**What this task involves:** Exactly reproduce the line that contains "Field-scouting task: mark every instance of the shrub" and all lines after it in the entries below, through the very last line.
Begin Data listing
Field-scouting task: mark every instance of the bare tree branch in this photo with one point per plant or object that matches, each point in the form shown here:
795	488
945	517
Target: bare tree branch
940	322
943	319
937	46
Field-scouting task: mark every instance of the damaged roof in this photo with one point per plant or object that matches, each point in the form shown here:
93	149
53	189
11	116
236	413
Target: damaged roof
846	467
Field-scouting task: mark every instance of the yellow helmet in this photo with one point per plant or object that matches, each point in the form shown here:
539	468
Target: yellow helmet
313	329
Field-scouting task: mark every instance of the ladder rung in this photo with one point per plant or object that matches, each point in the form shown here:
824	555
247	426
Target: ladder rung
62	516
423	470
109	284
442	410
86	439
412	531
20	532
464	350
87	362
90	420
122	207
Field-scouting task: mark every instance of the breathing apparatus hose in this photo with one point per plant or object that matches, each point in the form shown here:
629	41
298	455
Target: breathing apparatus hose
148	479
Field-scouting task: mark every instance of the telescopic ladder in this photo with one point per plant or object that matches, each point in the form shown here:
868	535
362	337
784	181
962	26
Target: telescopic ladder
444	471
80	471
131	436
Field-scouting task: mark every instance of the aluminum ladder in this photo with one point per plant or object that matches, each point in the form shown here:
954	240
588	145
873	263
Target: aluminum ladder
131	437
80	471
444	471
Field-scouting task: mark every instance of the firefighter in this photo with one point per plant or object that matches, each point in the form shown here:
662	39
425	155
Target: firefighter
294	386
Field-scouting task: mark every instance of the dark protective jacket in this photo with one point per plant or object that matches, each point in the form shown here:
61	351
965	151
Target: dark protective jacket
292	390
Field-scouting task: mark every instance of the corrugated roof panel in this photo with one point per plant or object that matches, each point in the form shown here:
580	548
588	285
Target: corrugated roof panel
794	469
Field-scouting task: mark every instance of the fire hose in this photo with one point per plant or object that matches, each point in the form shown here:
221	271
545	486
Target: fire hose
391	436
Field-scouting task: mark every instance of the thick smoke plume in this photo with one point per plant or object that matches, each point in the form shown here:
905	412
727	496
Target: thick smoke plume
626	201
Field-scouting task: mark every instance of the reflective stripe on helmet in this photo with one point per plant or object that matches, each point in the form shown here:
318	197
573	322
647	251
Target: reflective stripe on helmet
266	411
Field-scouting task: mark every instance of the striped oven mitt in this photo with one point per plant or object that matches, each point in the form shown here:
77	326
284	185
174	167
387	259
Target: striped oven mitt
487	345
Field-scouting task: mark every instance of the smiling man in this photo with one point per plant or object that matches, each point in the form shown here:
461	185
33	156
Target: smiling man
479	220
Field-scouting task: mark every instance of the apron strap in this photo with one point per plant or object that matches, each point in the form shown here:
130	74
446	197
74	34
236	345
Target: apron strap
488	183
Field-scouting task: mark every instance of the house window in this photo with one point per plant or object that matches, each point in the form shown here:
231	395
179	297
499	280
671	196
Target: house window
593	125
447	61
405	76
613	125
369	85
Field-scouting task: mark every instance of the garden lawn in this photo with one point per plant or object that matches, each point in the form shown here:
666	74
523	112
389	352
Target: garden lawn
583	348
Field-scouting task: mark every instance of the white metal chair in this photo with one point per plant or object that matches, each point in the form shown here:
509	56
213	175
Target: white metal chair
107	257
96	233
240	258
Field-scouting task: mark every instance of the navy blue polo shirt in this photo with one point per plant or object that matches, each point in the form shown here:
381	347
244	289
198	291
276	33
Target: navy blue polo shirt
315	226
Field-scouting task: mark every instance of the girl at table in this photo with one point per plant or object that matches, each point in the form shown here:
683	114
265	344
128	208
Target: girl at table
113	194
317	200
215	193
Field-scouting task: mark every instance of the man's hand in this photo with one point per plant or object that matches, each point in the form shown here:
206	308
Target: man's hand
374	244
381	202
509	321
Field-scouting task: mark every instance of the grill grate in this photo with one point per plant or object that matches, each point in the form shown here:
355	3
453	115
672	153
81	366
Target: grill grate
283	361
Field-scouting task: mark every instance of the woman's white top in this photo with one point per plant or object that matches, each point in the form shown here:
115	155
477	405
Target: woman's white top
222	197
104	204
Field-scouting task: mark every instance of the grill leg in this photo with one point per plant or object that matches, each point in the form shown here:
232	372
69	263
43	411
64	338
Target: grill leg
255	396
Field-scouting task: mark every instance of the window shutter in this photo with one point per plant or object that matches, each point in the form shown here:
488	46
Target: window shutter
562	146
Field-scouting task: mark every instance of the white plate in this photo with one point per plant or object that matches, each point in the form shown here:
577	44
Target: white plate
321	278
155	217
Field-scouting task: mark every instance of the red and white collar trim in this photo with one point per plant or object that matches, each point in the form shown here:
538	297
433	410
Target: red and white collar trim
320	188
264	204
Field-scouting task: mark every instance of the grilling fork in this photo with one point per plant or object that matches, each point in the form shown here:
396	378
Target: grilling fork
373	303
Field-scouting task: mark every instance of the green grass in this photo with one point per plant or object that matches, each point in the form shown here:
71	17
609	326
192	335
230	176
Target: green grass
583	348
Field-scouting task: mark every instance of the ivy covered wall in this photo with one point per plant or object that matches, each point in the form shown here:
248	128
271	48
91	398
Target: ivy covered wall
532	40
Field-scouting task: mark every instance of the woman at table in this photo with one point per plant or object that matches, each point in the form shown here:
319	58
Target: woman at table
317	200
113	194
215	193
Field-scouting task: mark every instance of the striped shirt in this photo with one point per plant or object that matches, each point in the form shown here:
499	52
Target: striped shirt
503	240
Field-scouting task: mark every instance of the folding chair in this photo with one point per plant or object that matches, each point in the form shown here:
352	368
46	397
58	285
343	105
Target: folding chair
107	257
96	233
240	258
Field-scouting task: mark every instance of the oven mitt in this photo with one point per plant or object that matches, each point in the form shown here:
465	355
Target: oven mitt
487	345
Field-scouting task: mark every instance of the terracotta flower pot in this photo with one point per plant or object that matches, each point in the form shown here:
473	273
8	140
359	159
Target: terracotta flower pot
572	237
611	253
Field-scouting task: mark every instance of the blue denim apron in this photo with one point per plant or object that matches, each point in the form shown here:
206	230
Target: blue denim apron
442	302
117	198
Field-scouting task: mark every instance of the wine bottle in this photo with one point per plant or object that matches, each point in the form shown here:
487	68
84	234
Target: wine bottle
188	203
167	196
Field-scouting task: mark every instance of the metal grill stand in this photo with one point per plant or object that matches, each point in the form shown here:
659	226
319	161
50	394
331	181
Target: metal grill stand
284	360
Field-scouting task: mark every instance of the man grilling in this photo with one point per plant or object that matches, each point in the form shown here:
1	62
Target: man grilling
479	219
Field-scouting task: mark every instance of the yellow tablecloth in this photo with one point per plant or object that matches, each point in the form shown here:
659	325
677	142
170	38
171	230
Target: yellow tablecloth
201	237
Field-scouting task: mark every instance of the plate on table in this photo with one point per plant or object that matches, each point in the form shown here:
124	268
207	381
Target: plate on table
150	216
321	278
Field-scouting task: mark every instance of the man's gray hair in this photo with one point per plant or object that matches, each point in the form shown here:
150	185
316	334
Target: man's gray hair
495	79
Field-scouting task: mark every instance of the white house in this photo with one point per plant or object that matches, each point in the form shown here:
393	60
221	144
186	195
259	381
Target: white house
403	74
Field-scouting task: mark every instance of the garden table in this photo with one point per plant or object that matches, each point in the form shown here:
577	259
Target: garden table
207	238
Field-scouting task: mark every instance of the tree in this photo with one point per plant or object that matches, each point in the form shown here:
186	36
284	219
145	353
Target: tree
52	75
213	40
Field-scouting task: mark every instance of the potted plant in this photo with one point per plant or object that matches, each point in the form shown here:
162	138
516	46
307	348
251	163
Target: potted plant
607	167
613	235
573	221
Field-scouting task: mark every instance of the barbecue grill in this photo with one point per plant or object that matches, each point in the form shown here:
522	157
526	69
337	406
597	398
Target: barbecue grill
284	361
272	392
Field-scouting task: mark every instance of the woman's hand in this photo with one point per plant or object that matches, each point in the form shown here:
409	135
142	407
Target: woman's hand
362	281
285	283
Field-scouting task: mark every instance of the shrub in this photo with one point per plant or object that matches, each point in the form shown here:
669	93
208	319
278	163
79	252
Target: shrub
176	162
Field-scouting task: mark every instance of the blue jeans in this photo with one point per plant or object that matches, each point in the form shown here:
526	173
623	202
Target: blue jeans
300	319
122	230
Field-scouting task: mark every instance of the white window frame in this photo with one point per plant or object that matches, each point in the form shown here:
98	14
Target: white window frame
End Data listing
**Finished answer:**
Field-scouting task: mark every instance of the shrub in this photo with one point per plant or object that matches, each point in the form shown here:
669	93
208	319
278	163
79	252
Target: shrub
176	162
Field-scouting task: mark every instance of the blue jeans in this photo with one point per plant or object that matches, each point in the form shown here:
526	173
623	202
Target: blue jeans
300	319
122	230
Field-scouting task: mark every instance of the white window frame in this photo with one point per plant or object that matches, each point in the form shown here:
98	14
Target: white window frame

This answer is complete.